Tariffs, Supply Chains Remain a Central Focus
Regardless of the outcome of the ongoing U.S.-China trade war, which is set to negatively impact tariffs on eight product categories within sporting goods, the “luxury of low-cost labor” is under threat and current supply chains will need to be re-evaluated. That was the assessment of panelists during last week’s Footwear Sourcing and Innovation Summit held in New York City.
“There is no way you can remove globalization from the U.S. economy,” Jeff McCauley, VP of global accounts for Integration Point told attendees who gathered for the FDRA event on Wall Street. Earlier this year, some 82 footwear companies dispatched letters to Pres. Trump, helping that segment avoid being part of a proposed new 10 percent duty on Chinese imports under Section 301 of the Harmonized Tariff Schedule (HTS). Any expansion of the proposed Chinese tariff program would undoubtedly reach into the footwear and apparel segments.
The Sports & Fitness Industry Association (SFIA), which is working with a Washington, D.C. law firm to fight the current proposed tariffs through a public comment period before scheduled hearings (Aug. 20-23) on the matter, now suggests eight product categories could be new tariff-affected. Additional HTS codes beyond the initially identified ones for sport gloves, sport bags, hats/caps for use in sport and helmet accessories, are China-made coolers, sports chairs, air pumps and latex resistance bands. Meanwhile, Brunswick senior executives confirmed last week that two new tariffs that went into effect earlier this month will negatively impact its marine businesses, including its Mercury engines made in China.
There was a bit of good news last week. The U.S. Senate passed the Miscellaneous Tariff Bill (MTB), which will lower existing duties on a wide variety of products. The list includes 31 in sporting goods space with 18, including swim goggles and racquetball racquets that would be entirely duty-free going forward, and 13 other products that would have lowered duty rates, ranging from 4.7 percent on removable insoles to 0.7 percent on golf club heads. The SFIA, which pushed for tariff relief on industry products, says the MTB will create $16.5 million in duty relief annually when it goes into effect.
Citing robotics and 3-D printing as examples of the wave of the future, FDRA’s Andy Polk suggests China won’t easily relinquish its sourcing business and will instead focus on building factories of the future on its soil with automation a key focus.
“It’s about a sustainable and efficient supply chain for value,” says Mike McBreen, COO of Payless Shoesource, which is moving its corporate headquarters to Dallas from its longtime home in Topeka, KS. “We have to be really, really focused. How do you modernize the factory with people, processes, tool and culture?...With the advent of technology and the technical (factory) worker, the (factory) workforce has to be incredibly well-trained. We have to simplify the process at every step.”

▸ **Required task a**
Reproduce the stretch of the article on tariffs and supply chains from "Tariffs, Supply Chains" through "New York City.", word for word.
The records that come next are unrelated to the article on tariffs and supply chains.

▸ **Information shown**

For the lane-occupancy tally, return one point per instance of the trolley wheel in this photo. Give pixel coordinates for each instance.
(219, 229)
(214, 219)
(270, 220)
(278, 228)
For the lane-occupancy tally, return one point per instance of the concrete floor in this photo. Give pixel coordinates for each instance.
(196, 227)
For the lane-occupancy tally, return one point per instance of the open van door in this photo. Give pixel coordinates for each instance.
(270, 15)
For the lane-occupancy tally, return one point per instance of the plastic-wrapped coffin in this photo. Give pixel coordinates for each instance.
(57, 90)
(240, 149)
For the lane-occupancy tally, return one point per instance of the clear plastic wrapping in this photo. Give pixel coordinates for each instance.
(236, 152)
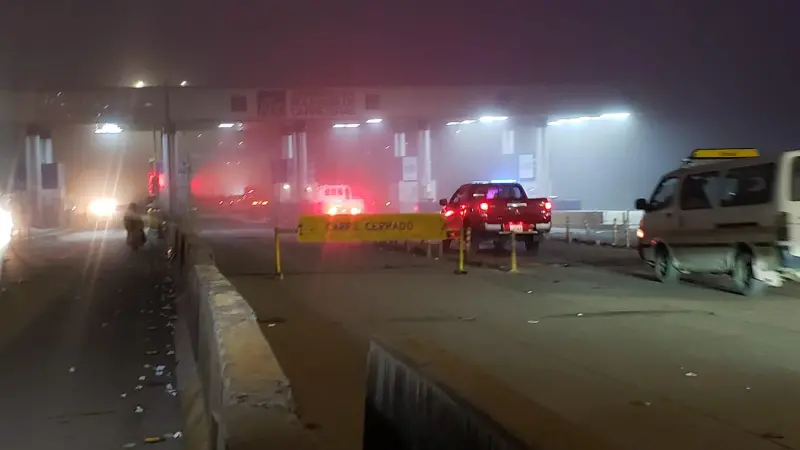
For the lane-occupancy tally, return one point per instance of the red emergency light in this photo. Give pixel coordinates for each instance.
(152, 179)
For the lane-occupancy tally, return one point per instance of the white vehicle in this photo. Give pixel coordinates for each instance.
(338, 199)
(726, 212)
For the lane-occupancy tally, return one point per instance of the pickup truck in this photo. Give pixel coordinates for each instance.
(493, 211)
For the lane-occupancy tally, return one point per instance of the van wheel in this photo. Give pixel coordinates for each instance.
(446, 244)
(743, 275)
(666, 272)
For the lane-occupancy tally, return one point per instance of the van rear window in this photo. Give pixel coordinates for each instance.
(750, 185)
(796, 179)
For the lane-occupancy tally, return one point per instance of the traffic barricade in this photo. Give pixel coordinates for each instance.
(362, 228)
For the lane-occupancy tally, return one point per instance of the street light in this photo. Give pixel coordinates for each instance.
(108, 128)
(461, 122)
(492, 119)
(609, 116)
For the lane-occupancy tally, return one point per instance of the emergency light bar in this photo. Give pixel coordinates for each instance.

---

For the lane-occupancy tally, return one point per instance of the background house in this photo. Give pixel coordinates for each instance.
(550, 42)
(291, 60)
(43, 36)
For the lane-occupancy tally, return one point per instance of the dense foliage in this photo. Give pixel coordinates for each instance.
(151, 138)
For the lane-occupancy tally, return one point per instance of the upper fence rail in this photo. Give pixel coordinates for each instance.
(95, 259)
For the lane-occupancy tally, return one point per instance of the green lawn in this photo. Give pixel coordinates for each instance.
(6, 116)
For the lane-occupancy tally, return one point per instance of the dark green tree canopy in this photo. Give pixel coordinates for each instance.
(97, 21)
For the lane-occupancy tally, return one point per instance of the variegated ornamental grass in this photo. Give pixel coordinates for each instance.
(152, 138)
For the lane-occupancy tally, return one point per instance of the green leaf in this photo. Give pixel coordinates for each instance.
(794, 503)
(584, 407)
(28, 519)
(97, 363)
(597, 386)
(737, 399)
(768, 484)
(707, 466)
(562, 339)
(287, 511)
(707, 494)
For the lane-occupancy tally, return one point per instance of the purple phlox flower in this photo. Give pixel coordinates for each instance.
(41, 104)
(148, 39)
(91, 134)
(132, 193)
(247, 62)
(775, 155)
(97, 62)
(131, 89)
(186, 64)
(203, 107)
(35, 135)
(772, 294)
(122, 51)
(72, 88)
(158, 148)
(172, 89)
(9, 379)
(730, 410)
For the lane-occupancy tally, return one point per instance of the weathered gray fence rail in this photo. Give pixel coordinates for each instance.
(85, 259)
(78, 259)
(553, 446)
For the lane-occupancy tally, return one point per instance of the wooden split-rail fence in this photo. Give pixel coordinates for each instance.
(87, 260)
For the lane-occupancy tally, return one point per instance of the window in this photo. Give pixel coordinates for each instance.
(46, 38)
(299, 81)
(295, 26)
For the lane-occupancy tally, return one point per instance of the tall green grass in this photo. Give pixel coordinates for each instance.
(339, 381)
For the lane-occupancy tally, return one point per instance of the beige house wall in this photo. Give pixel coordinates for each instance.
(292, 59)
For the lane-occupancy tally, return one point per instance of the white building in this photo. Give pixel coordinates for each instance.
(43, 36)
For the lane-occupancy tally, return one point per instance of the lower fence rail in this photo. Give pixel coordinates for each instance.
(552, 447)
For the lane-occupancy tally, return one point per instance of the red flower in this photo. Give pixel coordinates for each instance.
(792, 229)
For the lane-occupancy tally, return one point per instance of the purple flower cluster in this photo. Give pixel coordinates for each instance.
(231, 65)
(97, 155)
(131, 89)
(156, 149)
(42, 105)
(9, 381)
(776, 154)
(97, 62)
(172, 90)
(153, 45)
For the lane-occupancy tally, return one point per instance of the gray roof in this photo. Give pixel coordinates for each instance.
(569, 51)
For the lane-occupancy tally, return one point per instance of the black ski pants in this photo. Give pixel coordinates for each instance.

▸ **Required task b**
In the records, edit the stretch from the line containing "the van wheel" through the line containing "of the emergency" so that "street light" becomes "lamp post", with everything else left as it is. Return only those lines.

▸ **Final result a**
Tariffs, Supply Chains Remain a Central Focus
Regardless of the outcome of the ongoing U.S.-China trade war, which is set to negatively impact tariffs on eight product categories within sporting goods, the “luxury of low-cost labor” is under threat and current supply chains will need to be re-evaluated. That was the assessment of panelists during last week’s Footwear Sourcing and Innovation Summit held in New York City.

▸ **Final result b**
For the lane-occupancy tally, return one point per instance of the van wheel in this photo. Give pixel coordinates for each instance.
(446, 244)
(743, 275)
(666, 272)
For the lane-occupancy tally, return one point per instance of the van rear window in this photo. Give pixel coordinates for each instance.
(750, 185)
(796, 179)
For the lane-occupancy tally, return one point per instance of the traffic barricade in this photo. Give pixel coordinates for each instance.
(362, 228)
For the lane-occupancy tally, return one point per instance of the lamp post in this photo. Give pixel coordinates for each instance.
(108, 128)
(461, 122)
(492, 119)
(609, 116)
For the lane-occupancy tally, return one point per instance of the emergency light bar in this photo. Give pixel coordinates for each instance.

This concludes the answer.